- Consigna -
Prolonga la reseña del libro de Guadalupe Silva sobre Lezama Lima a partir de su última oración.

- Texto citado -
------------------------------------------------
Genealogías cubanas: la configuración crítica de una biblioteca

Sobre Silva, Mara Guadalupe (2019).
El dragón en la biblioteca. Lezama Lima y la literatura cubana (1948-2002).
Buenos Aires: Katatay ediciones digitales, 289 pp.

Sonia Alejandra Bertón

Universidad Nacional de La Pampa

“Construir y alterar la cultura heredada”, así podría decirse que es el modo en que Guadalupe Silva sintetiza y explica la metáfora del dragón en la biblioteca, figura que no solo da nombre a su libro sino que, más aún, tomada del propio José Lezama Lima, es lo que le permite a la autora dar el puntapié inicial a este análisis de largo aliento de la escritura y la literatura cubanas a lo largo de poco más de medio siglo. El dragón en la biblioteca es, según Silva, el modo en que Lezama, en el ensayo La cantidad hechizada elige para referirse a Confucio como quien pretende fundar y, a la vez, reinventar sus tradiciones, “construir y al mismo tiempo alterar la cultura heredada” (Silva, 2019: 13). Esta figura constituye una paradoja en tanto representa la voluntad confuciana de apresar en la biblioteca un saber inclasificable pero, además, se instaura como un modo principal de autofiguración del propio Lezama en la biblioteca cultural cubana.
------------------------------------------------
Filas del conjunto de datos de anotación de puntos
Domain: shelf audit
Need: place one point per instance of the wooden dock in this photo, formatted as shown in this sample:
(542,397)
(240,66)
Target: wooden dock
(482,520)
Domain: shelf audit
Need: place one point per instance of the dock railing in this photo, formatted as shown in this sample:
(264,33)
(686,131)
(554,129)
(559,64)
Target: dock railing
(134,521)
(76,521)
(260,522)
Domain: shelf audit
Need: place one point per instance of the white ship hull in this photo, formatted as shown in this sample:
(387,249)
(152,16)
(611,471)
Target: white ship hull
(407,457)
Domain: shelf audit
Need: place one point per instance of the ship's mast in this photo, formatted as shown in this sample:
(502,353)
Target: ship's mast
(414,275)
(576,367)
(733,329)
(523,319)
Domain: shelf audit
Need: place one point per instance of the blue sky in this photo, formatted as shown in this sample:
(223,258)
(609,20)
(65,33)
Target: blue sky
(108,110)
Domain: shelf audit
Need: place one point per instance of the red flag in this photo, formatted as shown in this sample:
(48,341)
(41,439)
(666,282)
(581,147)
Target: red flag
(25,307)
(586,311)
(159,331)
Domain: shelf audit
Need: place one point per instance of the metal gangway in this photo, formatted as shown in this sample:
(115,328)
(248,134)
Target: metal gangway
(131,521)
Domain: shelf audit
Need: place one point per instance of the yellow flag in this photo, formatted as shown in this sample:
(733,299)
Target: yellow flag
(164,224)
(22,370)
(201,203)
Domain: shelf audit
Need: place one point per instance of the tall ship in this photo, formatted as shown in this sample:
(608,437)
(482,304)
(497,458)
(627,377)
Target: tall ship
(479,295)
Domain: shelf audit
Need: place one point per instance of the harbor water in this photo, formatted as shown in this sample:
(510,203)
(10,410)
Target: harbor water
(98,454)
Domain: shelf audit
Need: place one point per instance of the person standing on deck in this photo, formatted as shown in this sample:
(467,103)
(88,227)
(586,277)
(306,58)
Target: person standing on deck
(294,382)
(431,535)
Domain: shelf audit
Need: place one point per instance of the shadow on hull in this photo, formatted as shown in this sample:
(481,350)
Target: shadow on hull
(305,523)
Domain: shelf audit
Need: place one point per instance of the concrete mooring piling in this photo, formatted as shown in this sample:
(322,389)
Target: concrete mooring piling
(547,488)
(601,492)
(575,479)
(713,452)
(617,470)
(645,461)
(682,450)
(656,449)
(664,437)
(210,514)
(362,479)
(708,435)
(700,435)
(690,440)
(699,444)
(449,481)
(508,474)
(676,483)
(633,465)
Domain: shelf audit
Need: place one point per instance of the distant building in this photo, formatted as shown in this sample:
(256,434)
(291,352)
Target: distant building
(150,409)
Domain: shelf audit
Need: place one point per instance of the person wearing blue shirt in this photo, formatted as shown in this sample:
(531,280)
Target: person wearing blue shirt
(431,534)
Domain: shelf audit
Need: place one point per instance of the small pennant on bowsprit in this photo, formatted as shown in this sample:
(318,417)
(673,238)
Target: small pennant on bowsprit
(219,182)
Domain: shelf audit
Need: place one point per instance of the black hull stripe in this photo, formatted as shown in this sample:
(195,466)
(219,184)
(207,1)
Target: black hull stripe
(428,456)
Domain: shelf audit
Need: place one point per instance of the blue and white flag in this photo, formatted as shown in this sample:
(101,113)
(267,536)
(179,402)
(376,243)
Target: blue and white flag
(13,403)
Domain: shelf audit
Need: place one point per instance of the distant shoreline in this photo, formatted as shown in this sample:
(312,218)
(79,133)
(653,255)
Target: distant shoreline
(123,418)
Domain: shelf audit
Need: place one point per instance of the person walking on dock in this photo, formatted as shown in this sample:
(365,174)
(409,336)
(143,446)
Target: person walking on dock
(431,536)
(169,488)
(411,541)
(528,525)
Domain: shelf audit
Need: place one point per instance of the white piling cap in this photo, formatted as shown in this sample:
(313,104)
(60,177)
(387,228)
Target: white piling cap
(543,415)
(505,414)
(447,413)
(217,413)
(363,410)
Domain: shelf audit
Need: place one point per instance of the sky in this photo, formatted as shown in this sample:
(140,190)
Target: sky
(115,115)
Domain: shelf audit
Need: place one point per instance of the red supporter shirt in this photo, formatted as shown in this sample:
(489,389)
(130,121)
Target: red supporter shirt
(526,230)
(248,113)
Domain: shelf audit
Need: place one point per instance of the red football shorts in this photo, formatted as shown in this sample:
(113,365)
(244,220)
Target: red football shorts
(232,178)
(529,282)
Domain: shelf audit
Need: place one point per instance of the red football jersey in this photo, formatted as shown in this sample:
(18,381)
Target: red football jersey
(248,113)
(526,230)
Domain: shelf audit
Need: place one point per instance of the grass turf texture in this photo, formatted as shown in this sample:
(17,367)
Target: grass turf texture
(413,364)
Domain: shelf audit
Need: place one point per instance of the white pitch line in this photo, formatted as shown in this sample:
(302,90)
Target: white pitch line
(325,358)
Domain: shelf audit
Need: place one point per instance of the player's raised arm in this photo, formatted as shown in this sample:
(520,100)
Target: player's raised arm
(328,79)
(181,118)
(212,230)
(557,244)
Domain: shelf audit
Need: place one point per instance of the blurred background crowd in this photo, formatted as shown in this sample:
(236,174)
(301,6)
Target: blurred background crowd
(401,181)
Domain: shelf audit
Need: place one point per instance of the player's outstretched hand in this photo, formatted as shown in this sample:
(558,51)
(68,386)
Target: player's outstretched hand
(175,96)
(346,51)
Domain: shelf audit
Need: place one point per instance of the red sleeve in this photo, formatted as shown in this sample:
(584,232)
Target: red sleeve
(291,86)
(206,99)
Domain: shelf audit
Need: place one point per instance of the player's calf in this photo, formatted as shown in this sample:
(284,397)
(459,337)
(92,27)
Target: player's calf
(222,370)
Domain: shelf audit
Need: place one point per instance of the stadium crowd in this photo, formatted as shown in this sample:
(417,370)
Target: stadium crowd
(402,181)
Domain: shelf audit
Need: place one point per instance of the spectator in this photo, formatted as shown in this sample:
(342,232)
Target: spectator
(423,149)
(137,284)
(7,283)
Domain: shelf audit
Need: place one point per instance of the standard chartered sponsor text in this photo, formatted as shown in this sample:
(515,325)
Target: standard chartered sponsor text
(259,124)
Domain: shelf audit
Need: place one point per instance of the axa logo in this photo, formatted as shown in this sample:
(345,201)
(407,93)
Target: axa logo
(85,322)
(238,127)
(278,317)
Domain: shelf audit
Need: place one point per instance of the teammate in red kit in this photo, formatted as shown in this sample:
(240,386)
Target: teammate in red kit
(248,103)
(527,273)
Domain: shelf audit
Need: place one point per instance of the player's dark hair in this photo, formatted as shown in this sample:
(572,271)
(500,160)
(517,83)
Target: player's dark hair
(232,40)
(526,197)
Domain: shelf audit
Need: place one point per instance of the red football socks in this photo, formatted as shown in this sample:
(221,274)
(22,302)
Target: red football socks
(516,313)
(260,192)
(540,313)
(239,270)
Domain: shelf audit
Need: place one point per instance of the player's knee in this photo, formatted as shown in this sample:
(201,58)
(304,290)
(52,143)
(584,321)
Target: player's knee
------------------------------------------------
- Respuesta -
El dragón en la biblioteca. Lezama Lima y la literatura cubana (1948-2002) es el resultado de un trabajo de investigación que se inició en la tesis doctoral sobre Lezama presentada en la Universidad de Buenos Aires, durante el año 2005. En este libro, Silva se propone analizar, precisamente, esa figura de lo inasimilable trazando un recorrido de lecturas que abarca textos desde los años cuarenta hasta finales del siglo XX, es decir, desde la última década de la Cuba republicana hasta los años postsoviéticos. Se trata de doce ensayos en los que aborda distintos autores y obras y se concentra en sus problemáticas particulares pero sin descuidar la construcción de ciertas conexiones y genealogías que permiten descubrir la configuración de una tradición literaria nacional en la que, sin lugar a dudas, José Lezama Lima ocupa un lugar ineludible. De tal modo, las dos partes en que se organiza el libro se concentran, por un lado, en el trabajo lezamiano y, por el otro, en textos y autores que han establecido vínculos y diálogos con Lezama.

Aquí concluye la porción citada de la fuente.